Monday, 15 February 2010

All in a spin

Well no moose were spotted on the way to the airport this time but our son and his fiancée were deposited safely at the airport even though it is 2 1/2 hours away on mainly ice roads to get there. Unfortunately our return journey was not without drama. We were one bend away from our home village and I had nodded off (no I wasn't driving) but woke to see us gently sliding towards the bank at the side of the road, next thing we know we had spun round and rather unceremoniously slid backwards down into a ditch, finding out along the way that the substantial looking snow banks were no more than powder and not very effective at stopping a sliding car. Ian tried to drive out but we were well and truly stuck. A car slid to a stop next to us and nearly ended up in the ditch too but not quite and only required a bit of a push to get out. It was with relief that we recognised the young man who got out, a friend of ours who blessedly speaks English. Ian and some other of our friend's fellow travellers started digging out around the car but discovered the reason we hadn't slid further down the bank was because of a huge concrete block that was wedged under our kickboard. Ironically the driver of the car, containing our friend, that had stopped was someone Ian had towed only earlier on in the week and it was she who decided to go organise a tractor to come and drag our car out, well one good turn deserves another I guess. It was a bit tricky getting the car out, it wouldn't go forwards and in fact looked in danger of rolling so was pulled out backwards, ploughing through quite a bit of snow to do so. Still we were safe and all that was dented was the kickboard, the rest of the car was fine.

* [Extracted records]:

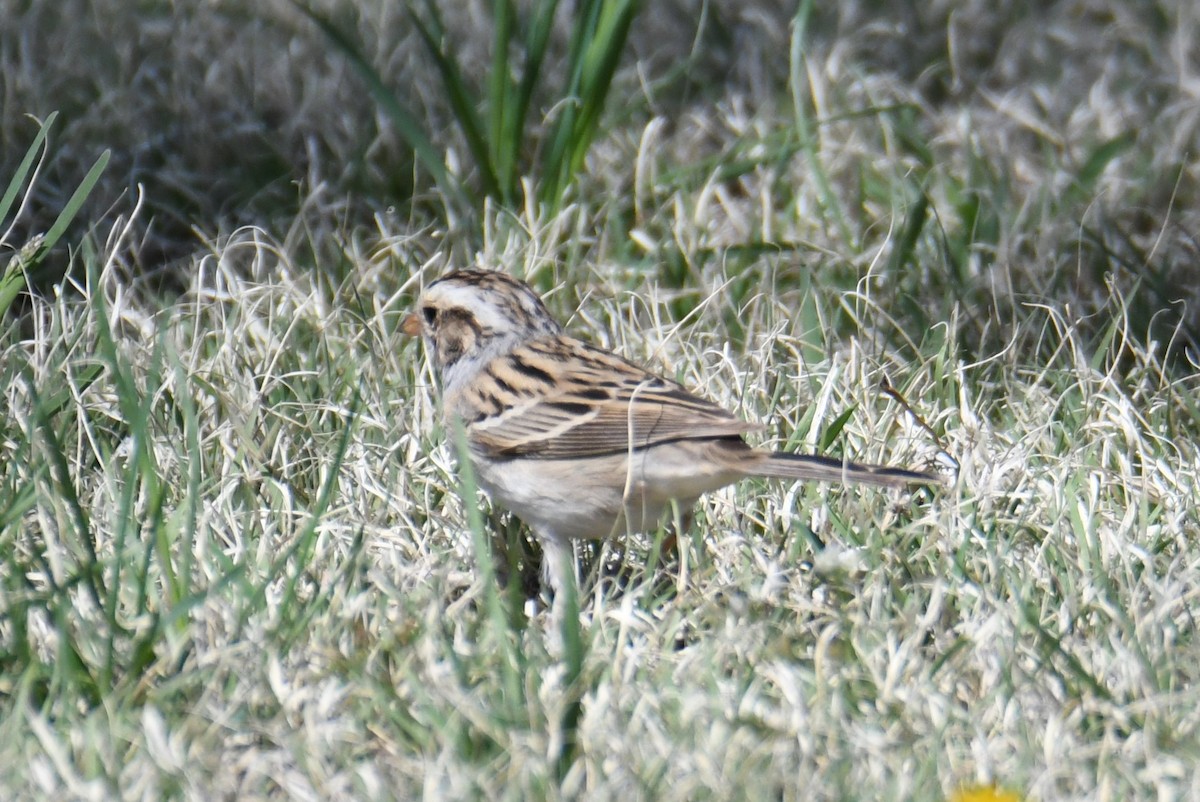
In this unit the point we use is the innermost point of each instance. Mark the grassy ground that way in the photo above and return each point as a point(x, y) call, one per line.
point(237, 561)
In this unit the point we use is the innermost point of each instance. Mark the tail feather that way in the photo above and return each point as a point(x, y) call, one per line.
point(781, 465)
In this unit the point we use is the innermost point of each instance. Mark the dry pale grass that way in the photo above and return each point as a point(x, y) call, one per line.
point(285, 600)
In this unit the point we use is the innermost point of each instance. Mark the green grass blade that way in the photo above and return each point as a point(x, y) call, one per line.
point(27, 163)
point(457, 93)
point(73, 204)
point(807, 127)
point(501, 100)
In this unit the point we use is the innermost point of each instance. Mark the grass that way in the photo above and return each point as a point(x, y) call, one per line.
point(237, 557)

* [Exercise task 1]:
Answer these questions using the blog post about the car sliding into the ditch.
(a) How far away is the airport, and what kind of roads lead there?
(b) What kept the car from sliding further down the bank?
(c) Which part of the car was damaged?
* [Exercise task 2]: Continue the blog post about the car sliding into the ditch from where it ends.

* [Answer 1]:
(a) The airport is 2 1/2 hours away, mainly on ice roads.
(b) A huge concrete block wedged under the kickboard kept the car from sliding further down the bank.
(c) Only the kickboard was dented.

* [Answer 2]:
There wasn't much chance of drama after that as I got a cough and I have been rather poorly with it, I even had to cancel English lessons yet again. So frustrating as I am so rarely ill even more frustrating by the weekend as it was Latvian Schools Winter Olympiad which is held annually in our village and all I could do was watch from a distance out of the window as cars and buses parked up and people milled around, so much happening and I was stuck inside. I did see the fireworks for presumably the opening ceremony as they were at the nearby school and clearly visible from our living room window but that was about it. They have all sorts of events from cross country skiing, downhill skiing, snowboarding, ice hockey tournaments on an iced over playground, and cross country skiing with shooting, so there would have been plenty to see. Still some presumably local youths decided to snowboard and ski down the hill near to us so I could watch them.

I was also back to studying this week and managed to get some of it done before my head hurt too much, one of the exercises was to list about 25-30 employment sectors in a given area. I of course started to list the different sectors in this village and despite a lot of jobs being based in the fact we have a large technical school here where students can board during the week there is still a multiplicity of jobs and I am sure this is not an exhaustive list.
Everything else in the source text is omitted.